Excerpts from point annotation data
>> start
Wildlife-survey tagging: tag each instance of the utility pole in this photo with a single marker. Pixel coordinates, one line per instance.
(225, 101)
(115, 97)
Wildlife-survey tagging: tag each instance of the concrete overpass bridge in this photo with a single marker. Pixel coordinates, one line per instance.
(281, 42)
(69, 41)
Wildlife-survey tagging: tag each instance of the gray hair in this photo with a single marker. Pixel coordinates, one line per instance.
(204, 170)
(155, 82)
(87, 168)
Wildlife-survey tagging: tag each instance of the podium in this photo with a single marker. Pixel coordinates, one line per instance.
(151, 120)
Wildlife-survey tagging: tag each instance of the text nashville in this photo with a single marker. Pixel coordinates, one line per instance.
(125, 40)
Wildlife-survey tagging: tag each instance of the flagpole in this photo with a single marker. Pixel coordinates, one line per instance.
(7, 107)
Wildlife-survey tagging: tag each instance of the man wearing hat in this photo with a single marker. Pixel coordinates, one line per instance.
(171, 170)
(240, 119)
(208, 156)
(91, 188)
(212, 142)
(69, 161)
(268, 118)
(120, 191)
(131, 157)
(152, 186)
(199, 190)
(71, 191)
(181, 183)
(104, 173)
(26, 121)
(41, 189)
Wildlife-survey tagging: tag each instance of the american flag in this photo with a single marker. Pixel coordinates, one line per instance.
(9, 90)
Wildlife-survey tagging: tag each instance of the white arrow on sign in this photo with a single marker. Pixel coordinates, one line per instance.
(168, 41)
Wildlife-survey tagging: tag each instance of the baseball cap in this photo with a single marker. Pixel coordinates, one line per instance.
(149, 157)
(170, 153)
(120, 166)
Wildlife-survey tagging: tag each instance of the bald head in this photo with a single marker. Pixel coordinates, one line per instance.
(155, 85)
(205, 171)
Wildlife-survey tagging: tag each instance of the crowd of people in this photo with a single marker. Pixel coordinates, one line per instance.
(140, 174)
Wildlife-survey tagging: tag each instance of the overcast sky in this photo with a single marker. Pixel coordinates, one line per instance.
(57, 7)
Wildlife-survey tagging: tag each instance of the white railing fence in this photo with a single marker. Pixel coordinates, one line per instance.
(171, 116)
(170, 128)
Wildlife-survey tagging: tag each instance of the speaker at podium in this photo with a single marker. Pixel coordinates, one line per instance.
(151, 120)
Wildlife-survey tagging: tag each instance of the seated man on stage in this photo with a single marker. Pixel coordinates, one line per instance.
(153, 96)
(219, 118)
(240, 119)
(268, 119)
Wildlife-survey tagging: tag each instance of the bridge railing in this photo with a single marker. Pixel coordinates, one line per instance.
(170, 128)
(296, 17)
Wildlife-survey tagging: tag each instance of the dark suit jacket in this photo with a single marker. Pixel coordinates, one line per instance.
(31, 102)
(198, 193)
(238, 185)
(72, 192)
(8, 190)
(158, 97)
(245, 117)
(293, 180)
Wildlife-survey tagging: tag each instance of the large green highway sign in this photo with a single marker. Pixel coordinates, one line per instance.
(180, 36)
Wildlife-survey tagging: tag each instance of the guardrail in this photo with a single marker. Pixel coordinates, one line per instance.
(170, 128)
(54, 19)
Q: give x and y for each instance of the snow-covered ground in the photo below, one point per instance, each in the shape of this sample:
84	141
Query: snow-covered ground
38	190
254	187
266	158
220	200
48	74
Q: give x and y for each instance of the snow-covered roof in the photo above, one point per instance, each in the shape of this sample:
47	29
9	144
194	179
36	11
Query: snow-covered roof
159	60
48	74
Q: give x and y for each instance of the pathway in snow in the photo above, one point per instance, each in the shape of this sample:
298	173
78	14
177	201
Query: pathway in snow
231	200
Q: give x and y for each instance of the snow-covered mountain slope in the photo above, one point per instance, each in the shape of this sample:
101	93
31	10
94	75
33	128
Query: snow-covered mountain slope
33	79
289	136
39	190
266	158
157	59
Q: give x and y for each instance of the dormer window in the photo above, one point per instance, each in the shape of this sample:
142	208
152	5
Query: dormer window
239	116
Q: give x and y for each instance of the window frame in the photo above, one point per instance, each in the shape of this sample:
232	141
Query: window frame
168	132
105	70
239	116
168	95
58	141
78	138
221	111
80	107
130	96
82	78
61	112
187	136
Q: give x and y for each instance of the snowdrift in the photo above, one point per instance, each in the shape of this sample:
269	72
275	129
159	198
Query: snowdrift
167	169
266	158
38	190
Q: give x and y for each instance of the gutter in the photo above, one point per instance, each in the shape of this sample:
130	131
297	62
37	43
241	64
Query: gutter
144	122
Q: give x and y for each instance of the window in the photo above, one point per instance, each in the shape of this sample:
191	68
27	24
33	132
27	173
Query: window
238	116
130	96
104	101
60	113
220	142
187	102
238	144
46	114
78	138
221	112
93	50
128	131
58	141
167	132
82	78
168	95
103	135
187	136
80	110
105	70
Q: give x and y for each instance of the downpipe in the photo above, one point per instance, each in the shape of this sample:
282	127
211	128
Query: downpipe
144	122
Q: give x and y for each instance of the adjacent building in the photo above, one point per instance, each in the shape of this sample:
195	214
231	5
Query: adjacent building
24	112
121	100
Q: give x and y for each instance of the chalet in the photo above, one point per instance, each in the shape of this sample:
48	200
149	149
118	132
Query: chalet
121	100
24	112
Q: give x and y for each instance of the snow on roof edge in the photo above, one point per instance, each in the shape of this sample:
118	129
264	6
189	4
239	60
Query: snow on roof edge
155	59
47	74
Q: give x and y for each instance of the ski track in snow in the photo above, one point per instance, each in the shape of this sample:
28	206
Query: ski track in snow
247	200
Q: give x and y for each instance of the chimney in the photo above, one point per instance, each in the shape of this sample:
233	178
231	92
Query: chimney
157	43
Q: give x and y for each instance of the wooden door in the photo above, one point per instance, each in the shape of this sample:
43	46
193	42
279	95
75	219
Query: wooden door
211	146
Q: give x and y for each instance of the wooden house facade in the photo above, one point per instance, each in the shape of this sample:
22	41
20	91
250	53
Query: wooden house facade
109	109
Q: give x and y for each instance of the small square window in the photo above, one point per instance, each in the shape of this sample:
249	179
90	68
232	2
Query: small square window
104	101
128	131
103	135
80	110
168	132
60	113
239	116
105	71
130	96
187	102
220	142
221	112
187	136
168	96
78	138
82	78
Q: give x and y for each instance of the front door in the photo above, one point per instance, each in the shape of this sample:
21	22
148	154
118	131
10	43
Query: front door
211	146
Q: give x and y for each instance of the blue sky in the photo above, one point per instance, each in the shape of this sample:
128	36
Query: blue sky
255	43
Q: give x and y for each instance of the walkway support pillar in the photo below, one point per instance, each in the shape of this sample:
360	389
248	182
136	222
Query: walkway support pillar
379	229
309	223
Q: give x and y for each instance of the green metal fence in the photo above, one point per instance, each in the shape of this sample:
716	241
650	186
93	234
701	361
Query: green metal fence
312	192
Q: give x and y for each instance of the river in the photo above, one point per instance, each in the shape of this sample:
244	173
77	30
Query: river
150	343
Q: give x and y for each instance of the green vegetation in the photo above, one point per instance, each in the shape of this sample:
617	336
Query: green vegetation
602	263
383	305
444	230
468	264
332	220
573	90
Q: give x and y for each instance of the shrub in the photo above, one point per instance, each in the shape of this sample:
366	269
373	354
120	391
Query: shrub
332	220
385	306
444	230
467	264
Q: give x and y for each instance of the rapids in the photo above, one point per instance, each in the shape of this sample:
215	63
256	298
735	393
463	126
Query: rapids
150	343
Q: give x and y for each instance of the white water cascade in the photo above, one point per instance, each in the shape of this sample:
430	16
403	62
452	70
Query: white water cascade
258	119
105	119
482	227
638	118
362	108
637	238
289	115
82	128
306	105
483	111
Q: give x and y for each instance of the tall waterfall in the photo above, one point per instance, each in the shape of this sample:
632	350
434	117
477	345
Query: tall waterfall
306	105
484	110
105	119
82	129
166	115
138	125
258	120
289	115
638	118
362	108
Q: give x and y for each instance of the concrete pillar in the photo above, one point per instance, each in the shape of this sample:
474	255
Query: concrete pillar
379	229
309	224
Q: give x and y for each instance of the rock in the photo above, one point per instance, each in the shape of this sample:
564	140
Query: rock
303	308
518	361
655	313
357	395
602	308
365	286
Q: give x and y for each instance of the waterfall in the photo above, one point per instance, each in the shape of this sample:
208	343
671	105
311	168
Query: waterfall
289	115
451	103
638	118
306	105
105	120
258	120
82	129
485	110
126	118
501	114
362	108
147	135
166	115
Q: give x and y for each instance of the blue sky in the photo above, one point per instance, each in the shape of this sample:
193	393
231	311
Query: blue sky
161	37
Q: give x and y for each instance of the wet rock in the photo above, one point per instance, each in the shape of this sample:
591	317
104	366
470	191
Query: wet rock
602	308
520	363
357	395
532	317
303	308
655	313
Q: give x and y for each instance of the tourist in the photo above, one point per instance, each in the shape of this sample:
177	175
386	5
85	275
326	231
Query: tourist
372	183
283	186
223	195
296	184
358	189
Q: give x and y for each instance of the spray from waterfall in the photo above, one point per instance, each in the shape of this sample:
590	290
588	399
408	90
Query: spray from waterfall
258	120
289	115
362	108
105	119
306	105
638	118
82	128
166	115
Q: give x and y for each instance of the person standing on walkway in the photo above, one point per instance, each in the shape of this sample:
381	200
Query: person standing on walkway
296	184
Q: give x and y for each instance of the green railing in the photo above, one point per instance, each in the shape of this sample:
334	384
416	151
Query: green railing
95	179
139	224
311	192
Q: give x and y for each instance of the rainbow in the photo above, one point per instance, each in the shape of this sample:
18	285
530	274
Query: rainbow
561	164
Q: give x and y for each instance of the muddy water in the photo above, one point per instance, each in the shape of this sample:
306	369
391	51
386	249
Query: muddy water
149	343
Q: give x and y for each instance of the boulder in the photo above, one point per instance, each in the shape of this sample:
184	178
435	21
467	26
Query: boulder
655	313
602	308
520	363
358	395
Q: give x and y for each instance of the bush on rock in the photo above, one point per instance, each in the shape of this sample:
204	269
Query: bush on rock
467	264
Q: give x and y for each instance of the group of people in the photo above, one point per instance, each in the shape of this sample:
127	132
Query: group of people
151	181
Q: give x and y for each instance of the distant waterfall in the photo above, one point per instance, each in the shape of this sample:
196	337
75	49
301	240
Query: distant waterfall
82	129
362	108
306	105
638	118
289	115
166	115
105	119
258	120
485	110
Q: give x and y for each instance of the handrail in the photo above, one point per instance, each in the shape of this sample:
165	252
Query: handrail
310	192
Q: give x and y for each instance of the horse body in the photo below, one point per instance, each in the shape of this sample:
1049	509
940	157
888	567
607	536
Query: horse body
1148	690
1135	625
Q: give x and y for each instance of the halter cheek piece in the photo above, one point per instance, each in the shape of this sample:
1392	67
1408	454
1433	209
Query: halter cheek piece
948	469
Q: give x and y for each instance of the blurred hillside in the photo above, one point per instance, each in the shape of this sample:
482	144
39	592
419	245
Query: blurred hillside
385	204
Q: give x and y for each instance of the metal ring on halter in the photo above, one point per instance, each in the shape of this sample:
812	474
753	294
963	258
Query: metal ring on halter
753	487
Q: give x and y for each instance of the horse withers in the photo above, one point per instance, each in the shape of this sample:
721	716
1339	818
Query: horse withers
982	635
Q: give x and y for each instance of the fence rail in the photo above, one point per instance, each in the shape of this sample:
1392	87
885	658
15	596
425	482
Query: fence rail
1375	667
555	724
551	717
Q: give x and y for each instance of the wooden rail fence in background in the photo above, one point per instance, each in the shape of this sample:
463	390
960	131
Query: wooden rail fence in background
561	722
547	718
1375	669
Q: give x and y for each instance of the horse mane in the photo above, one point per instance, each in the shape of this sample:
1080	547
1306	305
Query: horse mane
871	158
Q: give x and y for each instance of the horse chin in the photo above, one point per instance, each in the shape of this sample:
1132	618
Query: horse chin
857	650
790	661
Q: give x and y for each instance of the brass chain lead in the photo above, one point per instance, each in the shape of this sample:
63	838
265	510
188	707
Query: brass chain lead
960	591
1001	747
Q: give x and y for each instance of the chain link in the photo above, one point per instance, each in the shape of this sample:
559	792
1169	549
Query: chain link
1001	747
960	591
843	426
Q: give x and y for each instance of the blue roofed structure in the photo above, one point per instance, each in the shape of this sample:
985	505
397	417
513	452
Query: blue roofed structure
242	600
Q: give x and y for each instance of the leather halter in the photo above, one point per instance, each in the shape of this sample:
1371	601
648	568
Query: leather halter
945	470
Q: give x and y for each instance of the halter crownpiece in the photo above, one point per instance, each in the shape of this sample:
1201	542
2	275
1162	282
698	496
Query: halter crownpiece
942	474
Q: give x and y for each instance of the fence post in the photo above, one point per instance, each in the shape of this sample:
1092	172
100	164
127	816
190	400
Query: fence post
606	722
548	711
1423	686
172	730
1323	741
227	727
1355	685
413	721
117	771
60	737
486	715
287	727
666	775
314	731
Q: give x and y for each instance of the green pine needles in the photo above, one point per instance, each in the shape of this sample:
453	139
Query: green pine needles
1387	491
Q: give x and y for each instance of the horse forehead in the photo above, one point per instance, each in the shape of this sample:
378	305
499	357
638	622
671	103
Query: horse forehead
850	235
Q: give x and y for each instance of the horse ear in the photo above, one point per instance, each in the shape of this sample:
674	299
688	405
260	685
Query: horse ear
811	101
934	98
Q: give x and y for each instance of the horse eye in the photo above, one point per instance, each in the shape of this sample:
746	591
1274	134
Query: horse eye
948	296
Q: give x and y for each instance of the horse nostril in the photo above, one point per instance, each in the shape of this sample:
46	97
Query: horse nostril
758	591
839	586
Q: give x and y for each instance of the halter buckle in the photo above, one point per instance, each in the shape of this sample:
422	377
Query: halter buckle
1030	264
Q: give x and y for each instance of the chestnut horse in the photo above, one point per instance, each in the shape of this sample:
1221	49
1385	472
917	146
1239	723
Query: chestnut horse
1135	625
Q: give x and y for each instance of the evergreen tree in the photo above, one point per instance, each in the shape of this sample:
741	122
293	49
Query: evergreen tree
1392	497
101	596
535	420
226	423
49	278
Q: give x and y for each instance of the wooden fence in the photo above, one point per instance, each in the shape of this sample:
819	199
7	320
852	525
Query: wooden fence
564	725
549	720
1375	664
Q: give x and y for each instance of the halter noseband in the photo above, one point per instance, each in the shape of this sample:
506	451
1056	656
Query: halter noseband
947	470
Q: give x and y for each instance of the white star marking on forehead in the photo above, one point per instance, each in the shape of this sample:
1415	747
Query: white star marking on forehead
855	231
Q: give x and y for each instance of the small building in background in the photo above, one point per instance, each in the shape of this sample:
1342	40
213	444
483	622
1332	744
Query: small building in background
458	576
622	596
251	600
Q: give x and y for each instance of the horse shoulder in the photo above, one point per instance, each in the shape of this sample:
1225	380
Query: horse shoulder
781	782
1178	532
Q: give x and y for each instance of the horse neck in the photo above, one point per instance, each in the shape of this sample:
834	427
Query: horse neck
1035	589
>> end
_Task description_. Set down only these lines, exactly: the line containing "the small building" and each line after it, through the end of the listing.

_Complete output_.
Q: give x and y for each instance of the small building in background in the photo above, one point per instance, each in the shape of this sample:
1342	40
213	444
483	622
1332	744
Query: small building in background
458	576
622	596
251	600
Q: give x and y for each instance of the horse shoulder in the photo above, one point per instance, each in the shape of this sample:
1225	380
Query: horse shoulder
781	782
1178	532
Q: give x and y for each instance of the horse neck in the photo above, one point per instance, each in the shape of this sample:
834	427
Query: horse neck
1035	589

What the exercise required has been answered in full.